[Start of RECORDED INFORMATION]

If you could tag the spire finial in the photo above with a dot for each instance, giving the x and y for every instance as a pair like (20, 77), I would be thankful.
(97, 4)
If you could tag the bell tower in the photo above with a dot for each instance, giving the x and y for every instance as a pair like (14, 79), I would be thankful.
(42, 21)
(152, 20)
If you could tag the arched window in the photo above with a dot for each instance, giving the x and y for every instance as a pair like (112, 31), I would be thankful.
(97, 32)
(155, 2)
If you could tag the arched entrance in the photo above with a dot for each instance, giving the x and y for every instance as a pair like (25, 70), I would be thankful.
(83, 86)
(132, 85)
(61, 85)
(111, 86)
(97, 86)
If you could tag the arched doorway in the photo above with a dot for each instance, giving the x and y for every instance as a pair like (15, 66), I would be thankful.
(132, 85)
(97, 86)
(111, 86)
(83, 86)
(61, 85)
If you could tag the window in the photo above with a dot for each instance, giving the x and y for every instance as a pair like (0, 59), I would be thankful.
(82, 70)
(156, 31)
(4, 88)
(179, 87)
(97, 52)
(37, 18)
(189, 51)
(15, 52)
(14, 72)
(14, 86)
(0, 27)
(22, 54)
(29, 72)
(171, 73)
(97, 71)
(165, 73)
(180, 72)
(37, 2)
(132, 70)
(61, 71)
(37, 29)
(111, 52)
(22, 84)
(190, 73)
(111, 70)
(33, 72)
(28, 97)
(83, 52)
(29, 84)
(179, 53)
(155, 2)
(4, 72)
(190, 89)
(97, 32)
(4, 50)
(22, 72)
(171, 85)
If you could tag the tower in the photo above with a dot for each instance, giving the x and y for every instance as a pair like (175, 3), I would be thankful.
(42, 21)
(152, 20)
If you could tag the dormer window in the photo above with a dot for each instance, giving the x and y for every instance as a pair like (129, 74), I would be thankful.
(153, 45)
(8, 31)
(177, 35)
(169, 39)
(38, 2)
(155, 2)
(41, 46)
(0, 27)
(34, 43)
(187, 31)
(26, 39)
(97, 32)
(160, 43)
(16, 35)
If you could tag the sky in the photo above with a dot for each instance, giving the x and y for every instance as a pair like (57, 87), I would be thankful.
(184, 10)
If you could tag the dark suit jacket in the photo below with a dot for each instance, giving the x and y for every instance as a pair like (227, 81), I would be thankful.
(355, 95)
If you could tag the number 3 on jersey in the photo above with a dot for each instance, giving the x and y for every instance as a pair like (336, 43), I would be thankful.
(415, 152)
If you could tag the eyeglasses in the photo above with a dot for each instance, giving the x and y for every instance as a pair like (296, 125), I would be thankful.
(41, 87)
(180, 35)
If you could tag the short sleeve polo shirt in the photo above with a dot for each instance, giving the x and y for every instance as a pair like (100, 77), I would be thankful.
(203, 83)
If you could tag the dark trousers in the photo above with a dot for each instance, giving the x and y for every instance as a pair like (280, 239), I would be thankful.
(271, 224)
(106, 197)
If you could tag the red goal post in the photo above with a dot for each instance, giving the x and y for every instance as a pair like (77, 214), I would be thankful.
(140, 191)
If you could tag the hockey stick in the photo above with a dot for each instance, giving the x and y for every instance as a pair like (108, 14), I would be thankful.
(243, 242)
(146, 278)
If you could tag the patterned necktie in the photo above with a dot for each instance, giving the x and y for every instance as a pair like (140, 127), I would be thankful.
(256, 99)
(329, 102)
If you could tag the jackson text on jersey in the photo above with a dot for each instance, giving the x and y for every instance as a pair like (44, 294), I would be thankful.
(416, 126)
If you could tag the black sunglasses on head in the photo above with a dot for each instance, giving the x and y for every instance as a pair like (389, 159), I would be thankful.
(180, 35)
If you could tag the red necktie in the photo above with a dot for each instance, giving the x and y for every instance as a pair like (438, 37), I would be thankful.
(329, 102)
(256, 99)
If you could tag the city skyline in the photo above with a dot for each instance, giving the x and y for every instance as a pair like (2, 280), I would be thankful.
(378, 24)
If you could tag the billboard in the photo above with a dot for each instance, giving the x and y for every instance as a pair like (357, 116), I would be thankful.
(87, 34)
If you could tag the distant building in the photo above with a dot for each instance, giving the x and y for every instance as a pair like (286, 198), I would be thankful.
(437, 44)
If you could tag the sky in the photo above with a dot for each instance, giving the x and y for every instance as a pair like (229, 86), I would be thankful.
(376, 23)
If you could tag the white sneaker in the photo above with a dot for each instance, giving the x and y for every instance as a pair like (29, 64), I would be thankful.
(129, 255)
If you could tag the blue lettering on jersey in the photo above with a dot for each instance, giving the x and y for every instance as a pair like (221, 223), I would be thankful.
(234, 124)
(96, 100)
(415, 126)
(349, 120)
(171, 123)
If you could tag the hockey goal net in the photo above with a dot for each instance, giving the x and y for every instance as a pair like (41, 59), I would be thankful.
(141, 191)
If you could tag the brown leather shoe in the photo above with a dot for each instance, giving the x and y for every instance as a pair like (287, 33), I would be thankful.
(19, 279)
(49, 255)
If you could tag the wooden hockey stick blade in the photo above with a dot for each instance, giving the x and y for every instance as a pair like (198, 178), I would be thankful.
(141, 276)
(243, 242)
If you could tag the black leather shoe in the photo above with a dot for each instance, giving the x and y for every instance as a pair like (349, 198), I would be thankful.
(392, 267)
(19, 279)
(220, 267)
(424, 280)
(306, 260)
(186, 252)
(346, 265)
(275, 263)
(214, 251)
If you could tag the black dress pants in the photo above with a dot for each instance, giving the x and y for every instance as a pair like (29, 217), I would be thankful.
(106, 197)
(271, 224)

[End of RECORDED INFORMATION]

WHAT YOU SHOULD DO. Your task is to output all of the data above word for word.

OUTPUT OF THE EXERCISE.
If you could tag the spire finial in the photo above with a dot for each instance, giving the x and y for every instance as a pair like (20, 77), I would be thankful.
(97, 4)
If you could tag the bell tower in the photo above with a dot for each instance, giving the x and y for every instance as a pair like (14, 79), I would be thankful.
(42, 21)
(152, 20)
If you could tag the arched window in the photo above with a dot for each instance, giving the x and y for every instance as a pair like (112, 31), I would be thankful.
(97, 32)
(155, 2)
If you could tag the arched entrance in the photo above with a dot for each instance, giving the x and y for every instance as a pair like (25, 70), I would be thankful.
(83, 86)
(132, 85)
(61, 85)
(111, 86)
(97, 86)
If you could tag the arched doorway in the photo above with a dot for each instance, giving the x and y for every instance as a pair like (15, 66), I would be thankful.
(132, 85)
(97, 86)
(111, 86)
(83, 86)
(61, 85)
If you could tag the window in the photo above with a dot for each instance, giving the x and y for every instance as a pair like (0, 59), I would be thankful.
(82, 70)
(156, 31)
(4, 88)
(179, 87)
(97, 52)
(37, 18)
(189, 51)
(15, 52)
(14, 72)
(14, 86)
(0, 27)
(22, 54)
(29, 72)
(171, 73)
(97, 71)
(165, 73)
(180, 72)
(37, 2)
(132, 70)
(61, 71)
(37, 29)
(111, 52)
(22, 84)
(190, 73)
(111, 70)
(33, 72)
(28, 97)
(83, 52)
(29, 84)
(179, 53)
(155, 2)
(4, 72)
(190, 89)
(97, 32)
(4, 50)
(22, 72)
(171, 85)
If you could tag the tower in the photo above with a dot for each instance, giving the x and y for every instance as a pair like (175, 3), I would be thankful.
(42, 21)
(152, 20)
If you could tag the dormer window in the photo above with a dot for each instance, giving the x and y for every instance as a pair like (129, 74), I would be thankful.
(153, 45)
(8, 31)
(177, 35)
(169, 39)
(38, 2)
(155, 2)
(41, 46)
(0, 27)
(34, 43)
(187, 31)
(26, 39)
(97, 32)
(160, 43)
(16, 35)
If you could tag the sky in the photo above with a dot for each instance, giving the x and y for every instance as a pair like (57, 87), I would be thankful.
(184, 10)
If you could tag the dark suit jacket in the photo below with a dot for each instance, giving the x and y for every instance as a pair like (227, 81), I would be thankful.
(355, 95)
If you could tag the number 3 on jersey in the photo above with a dot for each instance, giving the x and y for every instance as a pair like (336, 43), I would be thankful.
(415, 152)
If you could tag the eyeglasses in the photo above with a dot for each instance, giving the x and y for every instance as a pair like (296, 125), I would be thankful.
(41, 87)
(180, 35)
If you could tag the short sleeve polo shirt in the photo above with a dot for each instance, giving the x and y for every instance as a pair like (100, 77), I would be thankful.
(203, 83)
If you could tag the dark trousers in the photo above with a dot for each instance, giving the x and y for every instance as a pair like (280, 239), I would be thankful.
(271, 224)
(106, 197)
If you could tag the red goal post in the photo above with a dot for each instance, giving the x and y for every instance as a pair like (77, 214), I would be thankful.
(140, 191)
If you could tag the hockey stick in the photo above with a dot for each instance, giving the x and y for every instance as a pair like (108, 14), I would be thankful.
(243, 242)
(146, 278)
If you could tag the patterned necktie in the photo above with a dot for each instance, giving the x and y for every instance as a pair like (140, 127), I would be thankful.
(256, 99)
(329, 102)
If you could tag the jackson text on jersey in the photo above with a dot for each instance, giving the x and y for every instance as a pair like (44, 294), I would be thankful.
(416, 126)
If you could tag the black sunglasses on head in the photo above with a dot for each instance, giving the x and y for every instance as a pair like (389, 159), I would be thankful.
(180, 35)
If you could tag the red necktie in the photo above with a dot for each instance, giving the x and y for every instance as a pair like (438, 37), I would be thankful.
(329, 102)
(256, 99)
If you could tag the city skyline in the photo above with a dot for each instance, giving the x and y for every instance as a pair like (2, 280), I would be thankful.
(378, 24)
If you could tag the billboard in the photo above with a dot for each instance, giving the x and y for every instance as a pair like (357, 116), I would be thankful.
(87, 34)
If you could tag the distant building in the photo above with a dot for each instance, giving the x and y for every instance as a pair like (286, 198), I would be thankful.
(437, 44)
If you could tag the sky in the photo above with a dot for each instance, giving the x and y for every instance as a pair like (229, 86), I would be thankful.
(376, 23)
If you could tag the white sneaker in the photo above with a dot for each instance, giving the x and y for every instance as a pair like (29, 64), I would be thankful.
(129, 255)
If you could tag the blue lettering on jersey in the photo above with a dot for each instance, giving the x and y for every instance as a pair like (221, 223), I would be thankful.
(234, 124)
(96, 100)
(415, 126)
(349, 120)
(171, 123)
If you could tag the hockey goal net in the photo above with a dot for each instance, giving the x and y for every instance as a pair like (41, 59), I would be thankful.
(141, 191)
If you could tag the brown leather shoe in the photo above with a dot for each instance, giving the x and y for every instance as a pair like (287, 33), I would be thankful.
(19, 279)
(49, 255)
If you could tag the wooden hockey stick blade in the photo above with a dot for each instance, giving the x and y for every instance as a pair like (198, 178), I would be thankful.
(141, 276)
(243, 242)
If you could tag the black leather shoe in the photo above with a dot for each instance, giving the x and y for every instance as a pair like (349, 198), I would be thankful.
(392, 267)
(19, 279)
(220, 267)
(424, 280)
(306, 260)
(186, 252)
(346, 265)
(275, 263)
(214, 251)
If you could tag the black dress pants in the photo above with a dot for each instance, giving the x and y for every instance as a pair like (29, 217), I would be thankful.
(106, 197)
(271, 224)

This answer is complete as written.